The task
No images are to be carried over; print all other material exactly as it stands.

Data supplied
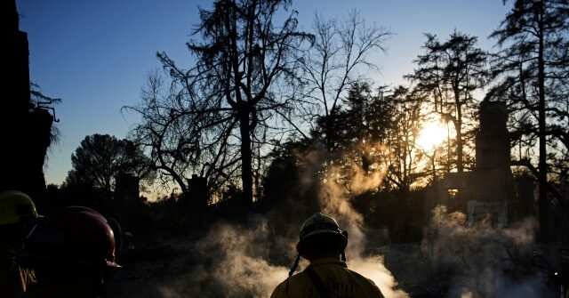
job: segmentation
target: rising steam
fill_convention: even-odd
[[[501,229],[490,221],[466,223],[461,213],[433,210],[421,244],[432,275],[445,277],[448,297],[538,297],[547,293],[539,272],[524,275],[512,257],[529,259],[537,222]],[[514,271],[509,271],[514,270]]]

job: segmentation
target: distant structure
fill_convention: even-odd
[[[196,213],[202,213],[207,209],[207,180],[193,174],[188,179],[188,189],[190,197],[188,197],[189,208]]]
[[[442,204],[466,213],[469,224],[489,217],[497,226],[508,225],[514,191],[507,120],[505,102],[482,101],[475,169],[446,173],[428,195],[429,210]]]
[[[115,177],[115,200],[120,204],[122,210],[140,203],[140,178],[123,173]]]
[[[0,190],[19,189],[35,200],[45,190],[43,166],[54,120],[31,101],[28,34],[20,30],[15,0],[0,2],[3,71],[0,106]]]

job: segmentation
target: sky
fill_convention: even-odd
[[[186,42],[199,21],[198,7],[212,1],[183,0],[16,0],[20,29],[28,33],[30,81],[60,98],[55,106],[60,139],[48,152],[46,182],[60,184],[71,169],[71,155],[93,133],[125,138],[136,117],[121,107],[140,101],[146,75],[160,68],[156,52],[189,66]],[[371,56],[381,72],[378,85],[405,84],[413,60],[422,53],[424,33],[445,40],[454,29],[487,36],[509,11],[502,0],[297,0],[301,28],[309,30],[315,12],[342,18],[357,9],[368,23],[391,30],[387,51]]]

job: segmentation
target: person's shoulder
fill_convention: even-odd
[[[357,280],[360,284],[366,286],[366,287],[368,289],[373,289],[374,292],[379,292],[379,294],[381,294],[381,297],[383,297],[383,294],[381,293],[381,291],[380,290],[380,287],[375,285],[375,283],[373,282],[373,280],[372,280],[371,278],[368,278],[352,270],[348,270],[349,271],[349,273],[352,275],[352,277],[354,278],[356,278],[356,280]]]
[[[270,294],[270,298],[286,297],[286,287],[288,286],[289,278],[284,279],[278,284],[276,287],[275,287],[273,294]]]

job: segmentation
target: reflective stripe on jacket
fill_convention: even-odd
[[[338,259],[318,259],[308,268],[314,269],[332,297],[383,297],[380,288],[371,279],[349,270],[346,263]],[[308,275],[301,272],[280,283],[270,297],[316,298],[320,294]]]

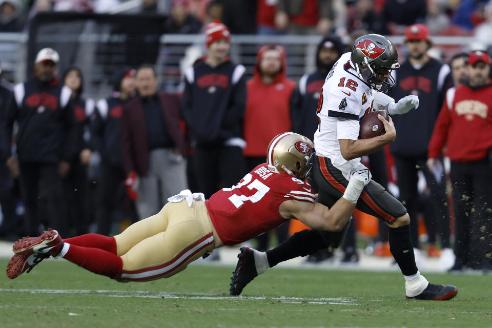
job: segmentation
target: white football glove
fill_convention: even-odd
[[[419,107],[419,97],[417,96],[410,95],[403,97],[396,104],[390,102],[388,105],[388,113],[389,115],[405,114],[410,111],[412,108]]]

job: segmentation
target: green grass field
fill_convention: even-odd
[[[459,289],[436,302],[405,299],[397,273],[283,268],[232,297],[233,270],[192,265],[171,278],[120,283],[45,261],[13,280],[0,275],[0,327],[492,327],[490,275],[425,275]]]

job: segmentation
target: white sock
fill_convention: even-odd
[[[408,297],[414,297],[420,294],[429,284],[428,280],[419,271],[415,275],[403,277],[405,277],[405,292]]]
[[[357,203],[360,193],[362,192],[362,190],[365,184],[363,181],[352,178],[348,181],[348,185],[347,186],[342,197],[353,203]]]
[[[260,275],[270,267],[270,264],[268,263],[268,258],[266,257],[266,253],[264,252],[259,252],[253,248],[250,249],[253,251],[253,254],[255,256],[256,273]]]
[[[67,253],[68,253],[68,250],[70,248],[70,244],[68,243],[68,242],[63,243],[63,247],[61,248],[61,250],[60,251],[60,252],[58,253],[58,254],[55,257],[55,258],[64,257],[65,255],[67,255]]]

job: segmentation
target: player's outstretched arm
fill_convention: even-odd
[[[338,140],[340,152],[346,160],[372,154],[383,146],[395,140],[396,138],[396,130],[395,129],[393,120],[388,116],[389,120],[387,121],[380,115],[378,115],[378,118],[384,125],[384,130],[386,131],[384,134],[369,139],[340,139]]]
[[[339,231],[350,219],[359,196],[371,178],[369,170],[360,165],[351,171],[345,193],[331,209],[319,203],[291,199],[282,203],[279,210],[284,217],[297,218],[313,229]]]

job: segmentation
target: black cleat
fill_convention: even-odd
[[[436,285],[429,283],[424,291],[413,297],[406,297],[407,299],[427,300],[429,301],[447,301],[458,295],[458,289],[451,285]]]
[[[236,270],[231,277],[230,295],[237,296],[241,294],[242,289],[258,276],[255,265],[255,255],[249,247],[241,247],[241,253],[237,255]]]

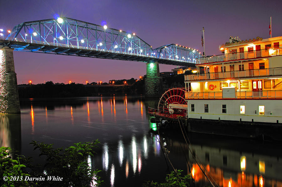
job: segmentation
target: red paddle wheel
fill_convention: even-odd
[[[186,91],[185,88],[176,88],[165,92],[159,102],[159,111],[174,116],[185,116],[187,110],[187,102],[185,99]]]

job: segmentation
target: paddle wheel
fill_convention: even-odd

Correct output
job: segmentation
target: rising steam
fill_convention: even-odd
[[[501,229],[490,221],[466,223],[461,213],[433,210],[421,244],[432,275],[445,277],[448,297],[538,297],[547,293],[539,272],[524,275],[512,257],[529,259],[537,222]],[[514,271],[509,271],[514,270]]]

job: segmentation
target: distant structure
fill_convention: even-odd
[[[196,213],[202,213],[207,209],[207,180],[193,174],[188,179],[188,189],[190,197],[188,197],[189,208]]]
[[[442,204],[466,213],[469,224],[489,217],[497,226],[508,225],[514,191],[507,120],[505,102],[482,101],[475,169],[446,173],[428,195],[429,210]]]
[[[115,177],[115,200],[120,204],[122,210],[140,203],[140,178],[123,173]]]
[[[0,190],[19,189],[35,200],[45,190],[43,166],[54,120],[31,101],[28,34],[20,30],[15,0],[0,2],[3,71],[0,106]]]

job: segmentation
target: sky
fill_convention: even-odd
[[[186,42],[199,21],[198,7],[212,1],[183,0],[16,0],[20,29],[28,33],[30,81],[60,98],[55,106],[60,139],[48,152],[46,182],[60,184],[71,169],[71,155],[93,133],[125,138],[136,117],[121,107],[140,101],[146,75],[160,68],[156,52],[189,66]],[[371,56],[381,72],[378,85],[405,84],[413,60],[422,53],[424,33],[445,40],[454,29],[487,36],[509,11],[502,0],[297,0],[301,28],[309,30],[315,12],[342,18],[357,9],[368,23],[391,30],[387,51]]]

job: segmentation
target: person's shoulder
fill_convention: even-odd
[[[357,280],[360,284],[366,286],[366,287],[368,289],[373,289],[374,292],[379,292],[379,294],[381,294],[381,297],[383,297],[383,294],[381,293],[381,291],[380,290],[380,287],[375,285],[375,283],[373,282],[373,280],[372,280],[371,278],[368,278],[352,270],[348,270],[349,271],[349,273],[352,275],[352,277],[354,278],[356,278],[356,280]]]
[[[270,294],[270,298],[286,297],[286,287],[288,286],[289,278],[284,279],[278,284],[276,287],[275,287],[273,294]]]

job: segmentation
target: reflective stripe on jacket
fill_convention: even-odd
[[[338,259],[318,259],[308,268],[314,269],[332,297],[383,297],[380,288],[371,279],[349,270],[346,263]],[[308,275],[301,272],[280,283],[270,297],[316,298],[320,294]]]

job: segmentation
target: white football glove
fill_convention: even-odd
[[[419,107],[419,97],[417,96],[410,95],[403,97],[396,104],[390,102],[388,105],[388,113],[389,115],[405,114],[410,111],[412,108]]]

job: segmentation
target: green grass field
fill_convention: even-odd
[[[459,289],[436,302],[405,299],[397,273],[283,268],[232,297],[233,270],[192,265],[171,278],[120,283],[45,261],[13,280],[0,275],[0,327],[492,327],[490,275],[425,275]]]

job: segmentation
target: white sock
fill_convention: even-odd
[[[408,297],[414,297],[420,294],[429,284],[428,280],[419,271],[415,275],[403,277],[405,277],[405,292]]]
[[[357,203],[360,193],[362,192],[362,190],[365,184],[363,181],[352,178],[348,181],[348,185],[347,186],[342,197],[353,203]]]
[[[260,275],[270,267],[270,264],[268,263],[268,258],[266,257],[266,253],[264,252],[259,252],[253,248],[250,249],[253,251],[253,254],[255,256],[256,273]]]
[[[67,253],[68,253],[68,250],[70,248],[70,244],[68,243],[68,242],[63,243],[63,247],[61,248],[61,250],[60,251],[60,252],[58,253],[58,254],[55,257],[55,258],[64,257],[65,255],[67,255]]]

job: segmentation
target: player's outstretched arm
fill_convention: even-odd
[[[338,140],[340,152],[346,160],[372,154],[383,146],[395,140],[396,138],[396,130],[395,129],[393,120],[388,116],[389,120],[387,121],[380,115],[378,115],[378,118],[384,125],[384,130],[386,131],[384,134],[369,139],[340,139]]]
[[[339,231],[350,219],[359,196],[371,178],[369,170],[360,165],[351,171],[345,193],[331,209],[319,203],[291,199],[282,203],[279,210],[284,217],[297,218],[313,229]]]

job: segmentation
target: black cleat
fill_convention: even-odd
[[[436,285],[429,283],[424,291],[413,297],[406,297],[407,299],[427,300],[429,301],[447,301],[458,295],[458,289],[451,285]]]
[[[236,270],[231,277],[230,295],[237,296],[241,294],[242,289],[258,276],[255,265],[255,255],[249,247],[241,247],[241,253],[237,255]]]

job: segmentation
target: red paddle wheel
fill_convention: even-odd
[[[186,91],[185,88],[176,88],[165,92],[159,102],[159,111],[174,116],[185,116],[187,110],[187,102],[185,99]]]

job: segmentation
target: paddle wheel
fill_convention: even-odd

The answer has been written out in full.